• SUPPLIED PASSAGE:
====
Once you get passed Parker’s physical tools, it’s hard not to drool over his offensive skill set. Already Parker is polishing various aspects of his offensive game. Other top prospects like Wiggins are still trying to find consistency in their jump shot and other basic areas of the game. Parker, on the other hand, has a consistent and trusted mid range jumper, extended range, and the ability to attack the rim off the bounce. I anticipate Parker will be plagued by words like “length” and “upside” heading into the draft, but he is productive and rock steady. Don’t worry about a learning curve or any extended slump, Parker has too many tools and maturity beyond his years.
There was one Parker characteristic that stood out above all else. Parker has an unremitting willingness to seek and receive coaching. Seemingly every dead ball is an opportunity for Parker to receive insight from a player or member of the coaching staff. If there is a two shot foul expect Parker to quickly make his way to the sideline to get insight from either Coach Krzyzewski or Wojciechowski before entering the lane to rebound on the second free throw. It is rare to see this unquenchable thirst for knowledge among any level of athlete, and it is particularly uncommon to be seen from an 18 year old who is sure to become a top five pick in the NBA draft regardless of his performance the rest of the season. This intangible characteristic and burning desire certainly shouldn’t be overlooked or marginalized. In fact, this attribute will be essential to Parker’s success and longevity in the league. The kid has it figured out.
Specifically as it relates to his performance last night, Parker didn’t disappoint. 14 points, 14 rebounds, and 3 steals. Typical Parker consistency, but that’s not what I’ll remember from my first encounter with Parker. I will remember his tree trunk of a lower body, his polished offensive skill set, and his desire to take in information while others are just taking breathers. Parker is different. Parker gets it. Parker is ready.
====
• RECORDS:
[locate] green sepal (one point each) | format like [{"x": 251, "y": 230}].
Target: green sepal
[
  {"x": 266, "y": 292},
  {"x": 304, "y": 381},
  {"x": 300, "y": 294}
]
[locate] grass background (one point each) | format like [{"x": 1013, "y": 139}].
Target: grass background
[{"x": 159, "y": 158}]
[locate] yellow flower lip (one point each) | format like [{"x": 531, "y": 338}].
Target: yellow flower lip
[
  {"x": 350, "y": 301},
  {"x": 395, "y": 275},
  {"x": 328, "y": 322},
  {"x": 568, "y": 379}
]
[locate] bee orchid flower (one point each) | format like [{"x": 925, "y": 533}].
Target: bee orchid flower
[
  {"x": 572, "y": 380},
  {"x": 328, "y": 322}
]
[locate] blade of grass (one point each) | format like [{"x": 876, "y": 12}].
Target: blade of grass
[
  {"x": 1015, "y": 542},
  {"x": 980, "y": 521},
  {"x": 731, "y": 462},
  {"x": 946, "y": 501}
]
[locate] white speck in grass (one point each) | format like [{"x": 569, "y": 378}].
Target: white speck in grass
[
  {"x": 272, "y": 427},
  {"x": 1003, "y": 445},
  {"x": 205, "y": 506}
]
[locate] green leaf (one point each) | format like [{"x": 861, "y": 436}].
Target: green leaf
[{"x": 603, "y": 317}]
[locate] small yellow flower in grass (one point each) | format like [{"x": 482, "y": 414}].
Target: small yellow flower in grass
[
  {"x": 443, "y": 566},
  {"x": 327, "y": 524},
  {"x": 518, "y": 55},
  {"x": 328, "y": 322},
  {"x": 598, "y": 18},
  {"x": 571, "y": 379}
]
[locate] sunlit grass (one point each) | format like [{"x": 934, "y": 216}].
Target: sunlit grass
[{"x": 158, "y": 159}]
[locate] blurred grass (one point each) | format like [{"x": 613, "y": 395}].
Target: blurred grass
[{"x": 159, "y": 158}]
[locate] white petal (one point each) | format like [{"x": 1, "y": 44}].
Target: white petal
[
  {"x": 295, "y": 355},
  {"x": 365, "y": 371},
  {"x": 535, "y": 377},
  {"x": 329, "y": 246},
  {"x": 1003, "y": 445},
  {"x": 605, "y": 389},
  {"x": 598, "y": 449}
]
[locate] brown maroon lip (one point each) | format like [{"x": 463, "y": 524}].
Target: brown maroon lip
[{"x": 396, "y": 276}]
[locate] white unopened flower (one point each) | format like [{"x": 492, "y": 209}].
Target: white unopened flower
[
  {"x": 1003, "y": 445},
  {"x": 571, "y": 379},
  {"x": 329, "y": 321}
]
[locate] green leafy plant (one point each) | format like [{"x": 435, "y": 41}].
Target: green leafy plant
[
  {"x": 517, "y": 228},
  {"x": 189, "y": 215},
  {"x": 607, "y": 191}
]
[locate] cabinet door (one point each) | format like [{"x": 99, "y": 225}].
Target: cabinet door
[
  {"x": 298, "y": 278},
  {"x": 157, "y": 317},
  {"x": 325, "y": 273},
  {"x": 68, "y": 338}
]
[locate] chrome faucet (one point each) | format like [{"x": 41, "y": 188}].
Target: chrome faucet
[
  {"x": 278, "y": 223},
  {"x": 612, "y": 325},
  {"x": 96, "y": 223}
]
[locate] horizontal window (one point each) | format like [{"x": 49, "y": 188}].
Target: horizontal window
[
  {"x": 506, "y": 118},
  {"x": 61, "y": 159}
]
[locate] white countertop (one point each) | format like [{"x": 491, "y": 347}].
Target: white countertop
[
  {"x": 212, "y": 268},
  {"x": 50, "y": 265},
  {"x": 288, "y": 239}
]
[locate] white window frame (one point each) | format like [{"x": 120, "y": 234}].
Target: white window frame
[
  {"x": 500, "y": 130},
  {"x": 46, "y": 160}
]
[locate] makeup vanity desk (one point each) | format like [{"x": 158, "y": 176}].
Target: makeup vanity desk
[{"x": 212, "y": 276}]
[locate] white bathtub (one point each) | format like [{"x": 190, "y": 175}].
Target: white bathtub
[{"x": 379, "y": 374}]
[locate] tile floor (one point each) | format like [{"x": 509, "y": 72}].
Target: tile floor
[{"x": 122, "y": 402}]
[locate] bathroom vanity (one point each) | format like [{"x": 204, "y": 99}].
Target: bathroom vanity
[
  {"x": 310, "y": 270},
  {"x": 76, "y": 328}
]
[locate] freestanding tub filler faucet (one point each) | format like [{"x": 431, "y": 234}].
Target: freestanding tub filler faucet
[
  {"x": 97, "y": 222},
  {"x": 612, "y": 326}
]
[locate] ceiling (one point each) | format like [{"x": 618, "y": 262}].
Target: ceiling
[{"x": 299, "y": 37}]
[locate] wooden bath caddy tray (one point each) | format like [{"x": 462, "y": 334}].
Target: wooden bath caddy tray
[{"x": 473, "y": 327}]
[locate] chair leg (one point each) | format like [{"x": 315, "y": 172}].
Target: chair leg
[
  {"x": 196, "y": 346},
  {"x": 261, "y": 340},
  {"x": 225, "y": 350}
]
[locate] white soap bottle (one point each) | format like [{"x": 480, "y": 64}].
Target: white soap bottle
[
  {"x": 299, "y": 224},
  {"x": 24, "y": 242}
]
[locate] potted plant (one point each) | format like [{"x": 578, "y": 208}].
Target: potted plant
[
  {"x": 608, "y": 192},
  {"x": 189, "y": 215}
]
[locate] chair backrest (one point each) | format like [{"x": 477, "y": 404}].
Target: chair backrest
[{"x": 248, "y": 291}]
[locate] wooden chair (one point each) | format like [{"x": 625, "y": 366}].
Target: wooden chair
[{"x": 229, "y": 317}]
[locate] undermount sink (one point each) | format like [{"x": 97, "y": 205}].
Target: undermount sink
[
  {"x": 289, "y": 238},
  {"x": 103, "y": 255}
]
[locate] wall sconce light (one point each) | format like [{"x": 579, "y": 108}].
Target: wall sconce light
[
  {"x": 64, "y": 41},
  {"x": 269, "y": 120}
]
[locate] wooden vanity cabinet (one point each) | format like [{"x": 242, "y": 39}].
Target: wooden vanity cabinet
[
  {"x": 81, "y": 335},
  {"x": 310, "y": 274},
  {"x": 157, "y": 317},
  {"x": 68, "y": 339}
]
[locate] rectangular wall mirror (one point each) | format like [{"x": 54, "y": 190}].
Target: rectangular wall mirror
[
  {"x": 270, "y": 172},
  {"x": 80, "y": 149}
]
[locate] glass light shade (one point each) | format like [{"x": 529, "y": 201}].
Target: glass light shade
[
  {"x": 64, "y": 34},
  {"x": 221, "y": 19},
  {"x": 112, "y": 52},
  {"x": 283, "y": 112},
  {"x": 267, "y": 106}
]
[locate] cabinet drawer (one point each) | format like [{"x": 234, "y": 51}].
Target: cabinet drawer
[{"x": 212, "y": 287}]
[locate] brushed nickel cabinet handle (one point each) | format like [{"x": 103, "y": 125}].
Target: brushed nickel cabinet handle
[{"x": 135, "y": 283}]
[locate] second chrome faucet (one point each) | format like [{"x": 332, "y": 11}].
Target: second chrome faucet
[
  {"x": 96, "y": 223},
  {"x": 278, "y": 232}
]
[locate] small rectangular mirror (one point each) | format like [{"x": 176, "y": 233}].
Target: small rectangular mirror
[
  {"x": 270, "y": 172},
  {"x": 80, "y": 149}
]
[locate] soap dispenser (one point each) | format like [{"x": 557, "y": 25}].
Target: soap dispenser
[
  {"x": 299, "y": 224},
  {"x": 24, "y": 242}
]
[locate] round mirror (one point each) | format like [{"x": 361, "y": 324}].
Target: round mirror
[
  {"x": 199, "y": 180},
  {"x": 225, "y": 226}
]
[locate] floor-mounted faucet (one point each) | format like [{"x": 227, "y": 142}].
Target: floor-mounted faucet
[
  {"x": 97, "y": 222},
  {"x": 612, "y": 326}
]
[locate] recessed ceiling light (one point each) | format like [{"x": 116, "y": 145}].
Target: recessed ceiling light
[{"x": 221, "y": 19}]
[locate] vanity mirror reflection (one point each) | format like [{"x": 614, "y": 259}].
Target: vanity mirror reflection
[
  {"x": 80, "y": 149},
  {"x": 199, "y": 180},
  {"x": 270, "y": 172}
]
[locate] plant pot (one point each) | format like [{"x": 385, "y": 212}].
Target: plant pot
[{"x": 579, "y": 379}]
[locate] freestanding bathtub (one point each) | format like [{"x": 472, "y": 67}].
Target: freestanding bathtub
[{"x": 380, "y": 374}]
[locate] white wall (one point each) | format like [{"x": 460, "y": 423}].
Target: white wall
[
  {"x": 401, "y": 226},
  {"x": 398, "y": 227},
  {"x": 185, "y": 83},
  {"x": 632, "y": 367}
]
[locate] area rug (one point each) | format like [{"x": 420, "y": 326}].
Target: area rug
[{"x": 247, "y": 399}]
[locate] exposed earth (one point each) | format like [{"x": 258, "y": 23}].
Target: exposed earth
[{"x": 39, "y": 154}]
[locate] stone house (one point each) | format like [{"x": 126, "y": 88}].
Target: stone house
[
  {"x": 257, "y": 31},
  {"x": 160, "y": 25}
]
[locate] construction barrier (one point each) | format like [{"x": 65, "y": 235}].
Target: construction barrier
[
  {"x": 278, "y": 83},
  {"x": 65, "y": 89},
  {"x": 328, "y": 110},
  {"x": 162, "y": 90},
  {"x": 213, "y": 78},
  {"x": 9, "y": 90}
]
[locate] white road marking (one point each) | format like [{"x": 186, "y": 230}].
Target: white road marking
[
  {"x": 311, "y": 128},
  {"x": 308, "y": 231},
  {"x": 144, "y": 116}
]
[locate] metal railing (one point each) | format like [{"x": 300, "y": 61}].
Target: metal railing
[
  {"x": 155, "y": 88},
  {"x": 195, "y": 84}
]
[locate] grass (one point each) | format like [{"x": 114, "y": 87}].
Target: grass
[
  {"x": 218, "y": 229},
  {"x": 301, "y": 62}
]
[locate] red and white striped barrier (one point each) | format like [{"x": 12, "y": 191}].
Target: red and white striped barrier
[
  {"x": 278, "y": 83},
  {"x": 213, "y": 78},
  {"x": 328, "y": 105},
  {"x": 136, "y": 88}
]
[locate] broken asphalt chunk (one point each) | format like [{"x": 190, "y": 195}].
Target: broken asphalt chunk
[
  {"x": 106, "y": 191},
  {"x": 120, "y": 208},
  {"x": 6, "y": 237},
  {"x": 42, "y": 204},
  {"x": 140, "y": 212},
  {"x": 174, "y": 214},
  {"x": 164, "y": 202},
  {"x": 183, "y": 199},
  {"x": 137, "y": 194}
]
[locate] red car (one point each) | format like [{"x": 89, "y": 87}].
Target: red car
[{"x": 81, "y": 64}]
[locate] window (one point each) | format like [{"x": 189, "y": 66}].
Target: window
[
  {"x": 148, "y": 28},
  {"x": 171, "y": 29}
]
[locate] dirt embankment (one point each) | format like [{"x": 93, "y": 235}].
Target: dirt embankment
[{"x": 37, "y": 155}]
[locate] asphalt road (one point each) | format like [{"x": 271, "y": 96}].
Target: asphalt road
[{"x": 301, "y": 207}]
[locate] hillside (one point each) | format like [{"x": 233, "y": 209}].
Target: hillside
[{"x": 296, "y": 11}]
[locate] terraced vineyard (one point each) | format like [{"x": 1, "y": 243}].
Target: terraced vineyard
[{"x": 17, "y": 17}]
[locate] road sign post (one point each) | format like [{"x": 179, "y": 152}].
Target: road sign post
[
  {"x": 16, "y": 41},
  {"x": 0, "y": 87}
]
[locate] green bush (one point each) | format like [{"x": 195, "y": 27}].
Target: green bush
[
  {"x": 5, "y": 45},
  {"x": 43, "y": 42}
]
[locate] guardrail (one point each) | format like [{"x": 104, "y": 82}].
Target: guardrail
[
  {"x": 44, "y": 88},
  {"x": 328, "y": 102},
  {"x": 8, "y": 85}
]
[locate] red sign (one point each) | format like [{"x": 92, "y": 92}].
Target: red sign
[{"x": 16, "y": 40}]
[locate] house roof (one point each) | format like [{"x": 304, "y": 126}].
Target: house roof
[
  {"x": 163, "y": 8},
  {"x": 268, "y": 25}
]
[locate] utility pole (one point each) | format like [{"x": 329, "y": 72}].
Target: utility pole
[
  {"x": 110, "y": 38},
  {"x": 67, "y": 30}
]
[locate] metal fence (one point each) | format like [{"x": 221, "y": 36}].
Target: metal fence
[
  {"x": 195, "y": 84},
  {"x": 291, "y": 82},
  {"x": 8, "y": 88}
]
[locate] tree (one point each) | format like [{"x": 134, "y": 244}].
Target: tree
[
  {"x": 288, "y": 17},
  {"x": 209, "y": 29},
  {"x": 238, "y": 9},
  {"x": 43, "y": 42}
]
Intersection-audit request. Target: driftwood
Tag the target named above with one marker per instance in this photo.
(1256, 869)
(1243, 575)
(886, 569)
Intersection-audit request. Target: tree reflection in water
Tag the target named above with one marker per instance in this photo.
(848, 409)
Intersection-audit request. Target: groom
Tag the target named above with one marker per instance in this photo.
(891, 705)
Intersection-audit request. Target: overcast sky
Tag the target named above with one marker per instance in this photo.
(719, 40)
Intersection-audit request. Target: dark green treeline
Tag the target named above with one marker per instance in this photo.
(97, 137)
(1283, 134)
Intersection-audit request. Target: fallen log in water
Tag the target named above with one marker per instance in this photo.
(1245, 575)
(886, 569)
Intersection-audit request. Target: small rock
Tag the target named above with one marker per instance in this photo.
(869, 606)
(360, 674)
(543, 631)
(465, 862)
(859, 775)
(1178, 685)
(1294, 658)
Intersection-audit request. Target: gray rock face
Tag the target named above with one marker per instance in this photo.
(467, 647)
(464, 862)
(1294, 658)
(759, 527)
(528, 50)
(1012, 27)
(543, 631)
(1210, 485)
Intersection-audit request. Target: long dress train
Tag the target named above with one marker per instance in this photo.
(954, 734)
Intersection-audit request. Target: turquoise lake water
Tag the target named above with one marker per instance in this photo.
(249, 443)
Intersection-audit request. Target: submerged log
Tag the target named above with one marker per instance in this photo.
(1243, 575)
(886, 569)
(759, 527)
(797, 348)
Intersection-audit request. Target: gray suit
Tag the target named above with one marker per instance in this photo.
====
• WHAT TO DO:
Please answer these questions from the piece on Parker.
(a) Which other top prospect is named as still trying to find consistency in his jump shot?
(b) Which two coaches might Parker go to at the sideline during a two-shot foul?
(c) How many rebounds did Parker have last night?
The rows are separate material from the piece on Parker.

• RESPONSE FOR THIS EXERCISE:
(a) Wiggins
(b) Coach Krzyzewski or Wojciechowski
(c) 14